* [The records]
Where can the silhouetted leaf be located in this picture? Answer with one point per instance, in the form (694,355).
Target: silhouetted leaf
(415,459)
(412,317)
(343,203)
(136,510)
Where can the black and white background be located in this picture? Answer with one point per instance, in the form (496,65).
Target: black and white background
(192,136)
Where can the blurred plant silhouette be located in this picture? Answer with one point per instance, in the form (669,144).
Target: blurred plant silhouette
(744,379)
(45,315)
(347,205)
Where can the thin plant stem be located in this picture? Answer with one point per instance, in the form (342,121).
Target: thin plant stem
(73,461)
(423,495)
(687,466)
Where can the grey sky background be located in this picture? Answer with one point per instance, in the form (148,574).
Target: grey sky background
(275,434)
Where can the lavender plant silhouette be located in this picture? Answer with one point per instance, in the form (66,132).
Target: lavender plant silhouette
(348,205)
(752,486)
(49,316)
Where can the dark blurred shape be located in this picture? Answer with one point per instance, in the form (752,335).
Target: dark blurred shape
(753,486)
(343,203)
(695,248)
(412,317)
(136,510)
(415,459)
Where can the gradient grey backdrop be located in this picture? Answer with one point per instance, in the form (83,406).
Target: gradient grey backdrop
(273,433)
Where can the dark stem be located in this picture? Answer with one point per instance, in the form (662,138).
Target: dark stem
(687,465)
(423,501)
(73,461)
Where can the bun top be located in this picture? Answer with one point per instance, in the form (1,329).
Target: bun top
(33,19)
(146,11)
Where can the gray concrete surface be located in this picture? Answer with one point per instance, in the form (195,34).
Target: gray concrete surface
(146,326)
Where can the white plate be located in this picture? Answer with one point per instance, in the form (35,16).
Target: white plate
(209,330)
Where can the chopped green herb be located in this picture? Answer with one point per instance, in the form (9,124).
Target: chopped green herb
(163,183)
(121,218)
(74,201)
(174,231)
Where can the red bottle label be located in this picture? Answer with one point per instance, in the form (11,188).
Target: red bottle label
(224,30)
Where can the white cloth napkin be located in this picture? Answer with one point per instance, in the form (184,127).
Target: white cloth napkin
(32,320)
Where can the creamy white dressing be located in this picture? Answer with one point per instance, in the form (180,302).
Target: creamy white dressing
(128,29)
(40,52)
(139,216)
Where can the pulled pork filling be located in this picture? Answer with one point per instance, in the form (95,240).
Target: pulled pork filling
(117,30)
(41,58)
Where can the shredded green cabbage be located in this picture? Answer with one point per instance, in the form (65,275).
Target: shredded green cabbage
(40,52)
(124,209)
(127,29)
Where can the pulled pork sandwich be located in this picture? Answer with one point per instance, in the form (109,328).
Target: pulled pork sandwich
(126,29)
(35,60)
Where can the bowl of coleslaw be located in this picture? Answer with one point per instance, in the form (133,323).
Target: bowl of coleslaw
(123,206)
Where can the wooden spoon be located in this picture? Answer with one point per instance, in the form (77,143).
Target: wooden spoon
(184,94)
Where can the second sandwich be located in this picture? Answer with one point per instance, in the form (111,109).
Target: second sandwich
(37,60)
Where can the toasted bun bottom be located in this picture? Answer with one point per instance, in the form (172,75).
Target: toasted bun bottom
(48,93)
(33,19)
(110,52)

* [What the task asks]
Please reproduce, exactly as written, the lines of the records from the first line through the one containing "Where can the dark blurred".

* [Task result]
Where can the silhouetted leaf be located in this picture? Answer with one point per instance, in the form (694,355).
Target: silhouetted leaf
(415,459)
(412,317)
(343,203)
(136,510)
Where can the black and white background be located in this picture? Answer with one point per instance, in the form (496,65).
Target: black and white background
(192,136)
Where can the blurred plant silhouette be located in this picture? Answer with one point per instance, in the form (669,144).
Target: blurred plant silhouette
(744,379)
(45,315)
(347,205)
Where can the thin plant stem be located in this picture? Answer with one point per instance, in the form (342,121).
Target: thin plant stem
(73,461)
(423,495)
(687,466)
Where can the grey sky background be located in this picture? Answer with one point per instance, in the form (148,574).
Target: grey sky background
(275,434)
Where can the lavender plant silhouette be located in this picture? Answer with one point per instance, in the form (66,132).
Target: lavender plant silhouette
(348,205)
(752,486)
(49,316)
Where can the dark blurred shape be located in this picture? Answer with one point per instance, in the form (752,335).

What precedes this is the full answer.